Records drawn from a dataset:

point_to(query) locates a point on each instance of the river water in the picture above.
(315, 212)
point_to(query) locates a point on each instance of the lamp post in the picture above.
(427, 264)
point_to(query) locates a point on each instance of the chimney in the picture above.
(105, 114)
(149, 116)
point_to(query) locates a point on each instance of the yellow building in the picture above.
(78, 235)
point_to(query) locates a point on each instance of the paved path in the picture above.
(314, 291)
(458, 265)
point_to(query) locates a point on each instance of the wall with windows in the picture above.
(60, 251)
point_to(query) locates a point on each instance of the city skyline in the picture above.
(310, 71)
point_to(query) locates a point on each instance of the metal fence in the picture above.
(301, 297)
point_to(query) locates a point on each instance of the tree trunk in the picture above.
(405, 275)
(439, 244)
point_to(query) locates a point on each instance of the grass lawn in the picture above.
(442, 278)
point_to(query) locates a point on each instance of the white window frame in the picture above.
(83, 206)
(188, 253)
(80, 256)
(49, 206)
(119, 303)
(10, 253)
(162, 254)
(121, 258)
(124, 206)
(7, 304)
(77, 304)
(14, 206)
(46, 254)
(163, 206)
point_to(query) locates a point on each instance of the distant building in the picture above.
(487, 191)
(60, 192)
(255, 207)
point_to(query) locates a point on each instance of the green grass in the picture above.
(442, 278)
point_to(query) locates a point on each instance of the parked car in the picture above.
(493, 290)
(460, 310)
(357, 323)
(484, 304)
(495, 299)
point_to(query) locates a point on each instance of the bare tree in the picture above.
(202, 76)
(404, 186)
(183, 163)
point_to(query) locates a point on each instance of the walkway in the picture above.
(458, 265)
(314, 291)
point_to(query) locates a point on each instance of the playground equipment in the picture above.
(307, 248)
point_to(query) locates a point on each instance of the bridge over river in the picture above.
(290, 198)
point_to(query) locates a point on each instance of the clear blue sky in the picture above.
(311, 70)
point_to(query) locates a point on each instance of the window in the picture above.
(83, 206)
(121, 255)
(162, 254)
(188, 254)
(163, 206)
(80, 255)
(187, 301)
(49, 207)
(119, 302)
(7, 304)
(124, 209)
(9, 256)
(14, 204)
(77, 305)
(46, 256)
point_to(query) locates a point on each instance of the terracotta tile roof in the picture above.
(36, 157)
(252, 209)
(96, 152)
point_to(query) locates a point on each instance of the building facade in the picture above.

# PROBLEM DETAILS:
Nothing should be altered. Set down all the data again.

# RESULT BELOW:
point_to(query) locates a point on each instance of the river water in the picture above.
(315, 212)
point_to(query) locates a point on each instance of the lamp post in the picture above.
(427, 264)
point_to(query) locates a point on each instance of the chimney in the picture above.
(105, 114)
(149, 116)
point_to(query) locates a point on each instance of the yellow building in the picture above.
(78, 235)
point_to(query) locates a point on each instance of the paved path in the picture above.
(314, 291)
(458, 265)
point_to(query) locates a point on each instance of the wall with windows in the picture above.
(60, 251)
point_to(query) locates a point on each instance of the city skyline in the picture above.
(310, 71)
point_to(query) locates a point on each instance of the metal fence in the picture above.
(301, 297)
point_to(query) locates a point on each instance of the tree trunk in the picture above.
(405, 275)
(439, 244)
point_to(query) locates a point on each instance of the grass lawn in the picture above.
(442, 278)
point_to(query) locates a point on each instance of the white window frame in the picture above.
(83, 206)
(188, 253)
(80, 256)
(49, 206)
(119, 303)
(10, 253)
(162, 254)
(121, 258)
(124, 206)
(7, 304)
(77, 304)
(14, 206)
(46, 254)
(163, 206)
point_to(query) locates a point on each instance of the distant building in the picture above.
(487, 191)
(60, 192)
(255, 207)
point_to(query) locates a point on each instance of the green grass in the picture above.
(442, 278)
point_to(query) locates a point on each instance of the parked car in the picture above.
(493, 290)
(460, 310)
(357, 323)
(484, 304)
(495, 299)
point_to(query) locates a point on each instance of the bare tree in the picture above.
(202, 76)
(404, 186)
(183, 163)
point_to(query) locates a point on each instance of the walkway in the picture above.
(458, 265)
(314, 291)
point_to(query) locates a point on each instance of the playground equipment in the picture above.
(307, 248)
point_to(query) locates a point on each instance of the bridge over river in the picture above.
(290, 198)
point_to(query) locates a point on each instance of the clear blue sky in the picture above.
(311, 70)
point_to(query) locates a point on each instance of the window in the picture above.
(83, 206)
(121, 255)
(162, 254)
(188, 254)
(163, 206)
(80, 255)
(187, 301)
(49, 207)
(119, 302)
(7, 304)
(124, 209)
(9, 256)
(14, 204)
(77, 305)
(46, 256)
point_to(query) locates a point on each instance of the terracotta tile roof in the picture above.
(36, 157)
(252, 209)
(96, 152)
point_to(query) locates a point on each instance of the building facade in the picture above.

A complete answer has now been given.